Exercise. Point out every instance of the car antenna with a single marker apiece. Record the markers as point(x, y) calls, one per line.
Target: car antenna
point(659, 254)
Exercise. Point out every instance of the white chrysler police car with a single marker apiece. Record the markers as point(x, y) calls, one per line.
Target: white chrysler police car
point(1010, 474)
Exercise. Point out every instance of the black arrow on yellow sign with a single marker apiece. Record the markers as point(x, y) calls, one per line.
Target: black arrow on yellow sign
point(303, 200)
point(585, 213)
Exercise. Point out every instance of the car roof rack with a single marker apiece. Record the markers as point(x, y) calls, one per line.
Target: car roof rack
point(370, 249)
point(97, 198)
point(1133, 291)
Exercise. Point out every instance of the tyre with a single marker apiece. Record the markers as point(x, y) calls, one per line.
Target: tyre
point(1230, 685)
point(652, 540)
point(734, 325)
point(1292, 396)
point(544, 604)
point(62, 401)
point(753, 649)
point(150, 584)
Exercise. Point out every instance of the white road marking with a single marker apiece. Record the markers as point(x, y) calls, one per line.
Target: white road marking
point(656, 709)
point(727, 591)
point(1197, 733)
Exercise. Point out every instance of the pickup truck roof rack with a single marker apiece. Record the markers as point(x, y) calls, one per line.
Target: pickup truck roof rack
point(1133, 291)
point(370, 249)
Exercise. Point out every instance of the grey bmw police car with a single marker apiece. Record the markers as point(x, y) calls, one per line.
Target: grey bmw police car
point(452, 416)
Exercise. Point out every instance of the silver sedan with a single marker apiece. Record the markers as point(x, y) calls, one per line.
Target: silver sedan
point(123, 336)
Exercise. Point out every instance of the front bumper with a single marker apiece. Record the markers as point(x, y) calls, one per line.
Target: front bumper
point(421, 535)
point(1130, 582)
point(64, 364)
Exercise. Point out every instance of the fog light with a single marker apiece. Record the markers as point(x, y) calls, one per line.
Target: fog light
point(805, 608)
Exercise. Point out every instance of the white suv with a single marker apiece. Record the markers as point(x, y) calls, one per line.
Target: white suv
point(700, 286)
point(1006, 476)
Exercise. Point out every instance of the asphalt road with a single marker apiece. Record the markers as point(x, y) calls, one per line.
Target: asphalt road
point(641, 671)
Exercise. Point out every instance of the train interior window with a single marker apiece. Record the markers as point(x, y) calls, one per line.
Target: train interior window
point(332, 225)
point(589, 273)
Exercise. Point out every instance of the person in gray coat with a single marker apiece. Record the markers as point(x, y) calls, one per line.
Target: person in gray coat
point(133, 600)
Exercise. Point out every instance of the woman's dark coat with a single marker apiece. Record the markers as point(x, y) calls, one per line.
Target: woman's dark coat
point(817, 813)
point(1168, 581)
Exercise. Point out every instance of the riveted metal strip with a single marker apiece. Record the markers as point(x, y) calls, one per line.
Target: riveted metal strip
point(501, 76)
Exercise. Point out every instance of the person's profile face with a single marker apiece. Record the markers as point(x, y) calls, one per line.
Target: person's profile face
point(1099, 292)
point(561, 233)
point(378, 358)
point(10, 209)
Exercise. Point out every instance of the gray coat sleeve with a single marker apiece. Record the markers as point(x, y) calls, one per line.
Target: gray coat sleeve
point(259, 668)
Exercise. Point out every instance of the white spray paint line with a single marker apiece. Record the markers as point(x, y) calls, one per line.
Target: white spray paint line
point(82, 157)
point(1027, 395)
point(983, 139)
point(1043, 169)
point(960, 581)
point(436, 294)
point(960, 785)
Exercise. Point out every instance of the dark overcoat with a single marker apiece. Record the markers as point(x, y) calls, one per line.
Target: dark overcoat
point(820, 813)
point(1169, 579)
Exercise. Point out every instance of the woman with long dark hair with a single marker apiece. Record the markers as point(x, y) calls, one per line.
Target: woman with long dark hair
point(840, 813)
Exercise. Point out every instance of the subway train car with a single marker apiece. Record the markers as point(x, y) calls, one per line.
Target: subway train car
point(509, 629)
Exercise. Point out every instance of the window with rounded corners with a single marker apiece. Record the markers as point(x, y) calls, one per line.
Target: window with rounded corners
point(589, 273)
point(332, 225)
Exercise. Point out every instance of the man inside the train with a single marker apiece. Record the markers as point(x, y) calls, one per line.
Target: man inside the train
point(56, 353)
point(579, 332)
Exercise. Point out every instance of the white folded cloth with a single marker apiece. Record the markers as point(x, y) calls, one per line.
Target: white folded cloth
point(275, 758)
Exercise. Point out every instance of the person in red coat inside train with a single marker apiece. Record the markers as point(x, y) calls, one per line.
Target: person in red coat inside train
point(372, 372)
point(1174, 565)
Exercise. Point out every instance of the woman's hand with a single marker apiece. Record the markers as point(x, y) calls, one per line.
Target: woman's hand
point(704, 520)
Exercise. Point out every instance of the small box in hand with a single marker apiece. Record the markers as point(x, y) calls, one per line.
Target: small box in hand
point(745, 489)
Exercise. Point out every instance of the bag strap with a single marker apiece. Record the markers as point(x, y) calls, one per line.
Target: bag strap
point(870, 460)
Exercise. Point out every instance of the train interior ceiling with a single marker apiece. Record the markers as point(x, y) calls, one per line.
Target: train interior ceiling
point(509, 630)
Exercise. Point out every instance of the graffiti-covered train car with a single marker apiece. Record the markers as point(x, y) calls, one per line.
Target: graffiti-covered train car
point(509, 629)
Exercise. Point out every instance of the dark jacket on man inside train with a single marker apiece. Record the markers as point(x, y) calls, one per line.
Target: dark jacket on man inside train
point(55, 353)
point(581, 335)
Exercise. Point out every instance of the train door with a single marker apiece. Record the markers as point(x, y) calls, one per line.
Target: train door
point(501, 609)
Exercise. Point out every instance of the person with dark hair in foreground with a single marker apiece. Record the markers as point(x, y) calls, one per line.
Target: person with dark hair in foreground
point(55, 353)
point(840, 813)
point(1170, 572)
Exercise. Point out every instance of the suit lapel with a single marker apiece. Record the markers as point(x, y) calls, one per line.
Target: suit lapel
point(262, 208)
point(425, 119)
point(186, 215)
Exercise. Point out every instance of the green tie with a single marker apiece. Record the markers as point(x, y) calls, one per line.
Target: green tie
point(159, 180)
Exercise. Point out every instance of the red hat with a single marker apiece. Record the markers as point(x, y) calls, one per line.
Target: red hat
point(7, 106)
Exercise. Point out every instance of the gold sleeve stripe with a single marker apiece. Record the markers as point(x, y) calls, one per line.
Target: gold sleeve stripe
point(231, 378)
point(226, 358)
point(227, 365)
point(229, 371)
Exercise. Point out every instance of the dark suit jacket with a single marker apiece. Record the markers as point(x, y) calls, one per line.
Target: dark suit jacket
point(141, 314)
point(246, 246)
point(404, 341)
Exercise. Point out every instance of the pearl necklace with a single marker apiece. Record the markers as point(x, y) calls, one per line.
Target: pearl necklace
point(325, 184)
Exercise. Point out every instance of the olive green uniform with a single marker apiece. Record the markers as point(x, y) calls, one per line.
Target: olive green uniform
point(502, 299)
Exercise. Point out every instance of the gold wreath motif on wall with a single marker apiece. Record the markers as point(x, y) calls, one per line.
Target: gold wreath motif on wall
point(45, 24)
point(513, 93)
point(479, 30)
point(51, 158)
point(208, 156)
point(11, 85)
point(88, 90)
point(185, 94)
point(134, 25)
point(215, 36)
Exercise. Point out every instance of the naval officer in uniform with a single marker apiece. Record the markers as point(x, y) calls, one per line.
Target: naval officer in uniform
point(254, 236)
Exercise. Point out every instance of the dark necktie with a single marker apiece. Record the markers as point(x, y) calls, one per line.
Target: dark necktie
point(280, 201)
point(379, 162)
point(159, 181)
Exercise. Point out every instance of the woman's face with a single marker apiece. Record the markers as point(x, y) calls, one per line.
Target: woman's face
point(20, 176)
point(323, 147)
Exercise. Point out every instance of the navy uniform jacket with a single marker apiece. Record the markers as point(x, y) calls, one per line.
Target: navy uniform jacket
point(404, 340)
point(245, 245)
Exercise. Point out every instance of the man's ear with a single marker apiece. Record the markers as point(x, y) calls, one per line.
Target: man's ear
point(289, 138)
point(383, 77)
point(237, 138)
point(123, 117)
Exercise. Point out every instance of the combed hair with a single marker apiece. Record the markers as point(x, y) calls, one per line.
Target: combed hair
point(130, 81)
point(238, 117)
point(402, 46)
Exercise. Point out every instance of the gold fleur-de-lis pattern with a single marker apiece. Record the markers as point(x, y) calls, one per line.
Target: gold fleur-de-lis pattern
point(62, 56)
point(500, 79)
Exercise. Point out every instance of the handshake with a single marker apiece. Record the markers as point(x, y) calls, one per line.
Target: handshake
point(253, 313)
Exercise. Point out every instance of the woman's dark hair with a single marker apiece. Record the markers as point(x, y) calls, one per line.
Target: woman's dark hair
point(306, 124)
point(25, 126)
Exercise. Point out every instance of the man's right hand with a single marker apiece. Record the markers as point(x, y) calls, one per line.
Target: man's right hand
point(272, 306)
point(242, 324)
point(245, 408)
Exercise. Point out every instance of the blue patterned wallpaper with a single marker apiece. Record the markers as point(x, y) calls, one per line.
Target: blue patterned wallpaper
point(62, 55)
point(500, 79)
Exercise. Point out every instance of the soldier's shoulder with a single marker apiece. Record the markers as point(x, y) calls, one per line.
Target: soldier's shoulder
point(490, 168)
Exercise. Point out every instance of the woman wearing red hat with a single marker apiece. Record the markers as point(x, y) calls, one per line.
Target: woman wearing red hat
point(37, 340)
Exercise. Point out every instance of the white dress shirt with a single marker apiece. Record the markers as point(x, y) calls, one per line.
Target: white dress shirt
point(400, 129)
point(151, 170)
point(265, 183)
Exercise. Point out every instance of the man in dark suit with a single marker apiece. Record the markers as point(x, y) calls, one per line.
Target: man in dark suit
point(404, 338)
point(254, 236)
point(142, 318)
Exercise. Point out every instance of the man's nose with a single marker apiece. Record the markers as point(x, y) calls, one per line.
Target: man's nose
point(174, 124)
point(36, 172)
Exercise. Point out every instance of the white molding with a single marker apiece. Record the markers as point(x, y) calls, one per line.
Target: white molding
────────────────
### Written problem
Please give the material from the line with "Exercise. Point out every instance of the gray" to the line with "point(259, 668)" as a two-column CSV headed text and answer, one row for each text paired with its answer. Put every value in a single quoted field, with line breaks turned into spaces.

### Worked answer
text,answer
"Exercise. Point out every instance of the gray coat sleeve with a single marker apiece. Record the markers as point(x, y) calls, one per line. Target: gray coat sleeve","point(259, 668)"